Exercise goal: In the records below, the line that contains "# for every instance of the person in black" marks the start. Copy it and each line after it through the end, exactly, without pictures.

↓

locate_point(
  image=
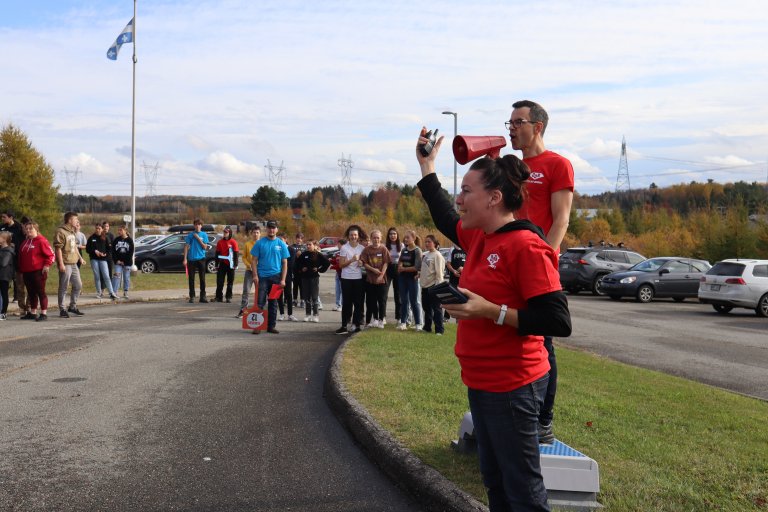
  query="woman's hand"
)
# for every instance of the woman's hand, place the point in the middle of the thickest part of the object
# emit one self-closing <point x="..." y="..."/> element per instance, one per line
<point x="475" y="307"/>
<point x="427" y="163"/>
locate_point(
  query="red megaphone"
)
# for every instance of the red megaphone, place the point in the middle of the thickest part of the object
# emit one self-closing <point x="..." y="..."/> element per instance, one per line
<point x="466" y="147"/>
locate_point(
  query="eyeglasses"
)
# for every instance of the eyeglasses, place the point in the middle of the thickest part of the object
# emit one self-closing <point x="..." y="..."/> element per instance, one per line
<point x="517" y="123"/>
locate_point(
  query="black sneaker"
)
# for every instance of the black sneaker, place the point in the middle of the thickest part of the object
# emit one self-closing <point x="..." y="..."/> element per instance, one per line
<point x="546" y="436"/>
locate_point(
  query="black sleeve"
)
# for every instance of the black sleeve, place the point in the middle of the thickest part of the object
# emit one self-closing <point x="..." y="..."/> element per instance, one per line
<point x="546" y="315"/>
<point x="440" y="206"/>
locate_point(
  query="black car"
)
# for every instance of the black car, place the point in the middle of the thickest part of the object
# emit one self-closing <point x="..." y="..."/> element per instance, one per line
<point x="583" y="268"/>
<point x="657" y="277"/>
<point x="168" y="256"/>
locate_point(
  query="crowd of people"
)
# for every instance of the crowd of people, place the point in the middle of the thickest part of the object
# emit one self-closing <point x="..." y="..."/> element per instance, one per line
<point x="26" y="257"/>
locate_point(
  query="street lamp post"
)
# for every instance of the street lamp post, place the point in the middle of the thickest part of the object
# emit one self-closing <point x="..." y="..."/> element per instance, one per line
<point x="455" y="133"/>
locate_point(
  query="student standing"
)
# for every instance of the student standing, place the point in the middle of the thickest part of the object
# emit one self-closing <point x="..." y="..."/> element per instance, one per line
<point x="408" y="274"/>
<point x="226" y="248"/>
<point x="432" y="272"/>
<point x="35" y="259"/>
<point x="122" y="256"/>
<point x="308" y="267"/>
<point x="196" y="245"/>
<point x="7" y="270"/>
<point x="375" y="258"/>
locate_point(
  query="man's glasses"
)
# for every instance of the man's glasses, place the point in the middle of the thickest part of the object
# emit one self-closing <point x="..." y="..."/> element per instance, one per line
<point x="517" y="123"/>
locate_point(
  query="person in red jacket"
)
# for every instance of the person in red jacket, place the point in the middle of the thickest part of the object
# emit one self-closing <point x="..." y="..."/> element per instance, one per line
<point x="514" y="299"/>
<point x="35" y="258"/>
<point x="226" y="256"/>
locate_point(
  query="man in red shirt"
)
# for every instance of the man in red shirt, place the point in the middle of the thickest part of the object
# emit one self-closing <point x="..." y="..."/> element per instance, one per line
<point x="550" y="194"/>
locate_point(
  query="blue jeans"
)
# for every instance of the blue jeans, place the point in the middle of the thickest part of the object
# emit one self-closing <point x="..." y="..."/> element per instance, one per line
<point x="506" y="428"/>
<point x="123" y="271"/>
<point x="101" y="271"/>
<point x="265" y="284"/>
<point x="409" y="296"/>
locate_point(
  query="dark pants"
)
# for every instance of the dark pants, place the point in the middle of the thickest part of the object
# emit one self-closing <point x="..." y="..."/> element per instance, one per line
<point x="432" y="312"/>
<point x="548" y="409"/>
<point x="229" y="275"/>
<point x="265" y="284"/>
<point x="506" y="428"/>
<point x="375" y="301"/>
<point x="199" y="267"/>
<point x="286" y="297"/>
<point x="310" y="294"/>
<point x="395" y="283"/>
<point x="352" y="290"/>
<point x="35" y="284"/>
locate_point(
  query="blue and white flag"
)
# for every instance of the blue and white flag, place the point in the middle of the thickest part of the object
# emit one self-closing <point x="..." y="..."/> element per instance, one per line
<point x="126" y="36"/>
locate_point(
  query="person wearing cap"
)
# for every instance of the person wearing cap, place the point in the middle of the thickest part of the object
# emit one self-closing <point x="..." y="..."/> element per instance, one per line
<point x="195" y="246"/>
<point x="226" y="256"/>
<point x="269" y="266"/>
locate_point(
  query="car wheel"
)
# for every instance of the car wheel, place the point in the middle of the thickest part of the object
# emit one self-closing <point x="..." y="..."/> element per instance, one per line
<point x="596" y="285"/>
<point x="762" y="306"/>
<point x="148" y="267"/>
<point x="645" y="293"/>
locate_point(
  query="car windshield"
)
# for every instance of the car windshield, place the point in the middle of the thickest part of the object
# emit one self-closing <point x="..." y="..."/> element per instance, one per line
<point x="725" y="268"/>
<point x="649" y="265"/>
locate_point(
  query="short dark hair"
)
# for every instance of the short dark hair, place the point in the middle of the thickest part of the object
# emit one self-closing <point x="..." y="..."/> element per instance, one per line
<point x="506" y="174"/>
<point x="537" y="114"/>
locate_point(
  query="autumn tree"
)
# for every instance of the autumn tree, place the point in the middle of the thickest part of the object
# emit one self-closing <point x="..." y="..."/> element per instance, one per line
<point x="27" y="180"/>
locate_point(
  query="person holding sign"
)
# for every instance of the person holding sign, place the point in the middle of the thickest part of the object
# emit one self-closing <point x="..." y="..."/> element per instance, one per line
<point x="269" y="265"/>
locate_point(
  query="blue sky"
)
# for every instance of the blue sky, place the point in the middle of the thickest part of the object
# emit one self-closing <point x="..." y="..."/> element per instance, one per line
<point x="225" y="86"/>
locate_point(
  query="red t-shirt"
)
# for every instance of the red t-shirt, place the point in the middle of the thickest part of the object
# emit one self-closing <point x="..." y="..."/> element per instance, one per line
<point x="505" y="268"/>
<point x="550" y="173"/>
<point x="222" y="249"/>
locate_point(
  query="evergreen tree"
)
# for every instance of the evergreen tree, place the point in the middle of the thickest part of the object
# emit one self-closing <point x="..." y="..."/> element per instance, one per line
<point x="27" y="180"/>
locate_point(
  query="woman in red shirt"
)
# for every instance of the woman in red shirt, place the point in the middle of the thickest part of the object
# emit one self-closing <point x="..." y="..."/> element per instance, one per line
<point x="514" y="298"/>
<point x="35" y="258"/>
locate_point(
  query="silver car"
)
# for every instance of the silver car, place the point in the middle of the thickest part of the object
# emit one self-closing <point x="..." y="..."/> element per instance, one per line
<point x="736" y="283"/>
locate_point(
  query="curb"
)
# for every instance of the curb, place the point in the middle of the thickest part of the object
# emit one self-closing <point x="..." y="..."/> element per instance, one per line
<point x="430" y="489"/>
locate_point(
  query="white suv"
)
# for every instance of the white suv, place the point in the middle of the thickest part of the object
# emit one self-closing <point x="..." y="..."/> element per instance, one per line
<point x="737" y="283"/>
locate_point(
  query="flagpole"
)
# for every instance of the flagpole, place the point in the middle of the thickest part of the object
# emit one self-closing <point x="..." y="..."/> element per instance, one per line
<point x="133" y="141"/>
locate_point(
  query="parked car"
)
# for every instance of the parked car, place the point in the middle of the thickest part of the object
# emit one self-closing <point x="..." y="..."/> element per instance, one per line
<point x="669" y="276"/>
<point x="148" y="239"/>
<point x="583" y="268"/>
<point x="328" y="241"/>
<point x="168" y="255"/>
<point x="736" y="283"/>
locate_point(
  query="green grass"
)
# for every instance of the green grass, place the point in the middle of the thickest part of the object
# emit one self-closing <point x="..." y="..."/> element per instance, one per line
<point x="661" y="442"/>
<point x="139" y="282"/>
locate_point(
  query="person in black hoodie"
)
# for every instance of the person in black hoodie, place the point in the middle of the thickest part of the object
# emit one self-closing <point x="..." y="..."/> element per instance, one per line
<point x="122" y="258"/>
<point x="308" y="266"/>
<point x="98" y="248"/>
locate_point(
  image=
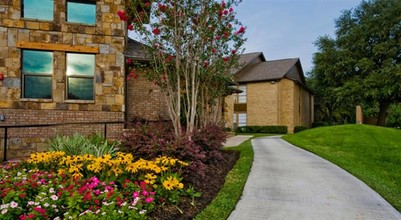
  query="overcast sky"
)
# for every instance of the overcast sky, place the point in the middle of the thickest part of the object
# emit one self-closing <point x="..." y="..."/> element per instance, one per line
<point x="288" y="28"/>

↑

Response box:
# for every instance of the person in black hoodie, place the point in the middle of the thickest part of the object
# emit one self-closing <point x="..." y="..."/> element per instance, one per line
<point x="122" y="258"/>
<point x="308" y="266"/>
<point x="98" y="248"/>
locate_point(
  image=
  query="overcast sky"
)
# for every instance of the overcast sky, place the point in the middle of the thickest part of the object
# emit one self-closing <point x="..." y="..."/> element per instance, one per line
<point x="288" y="28"/>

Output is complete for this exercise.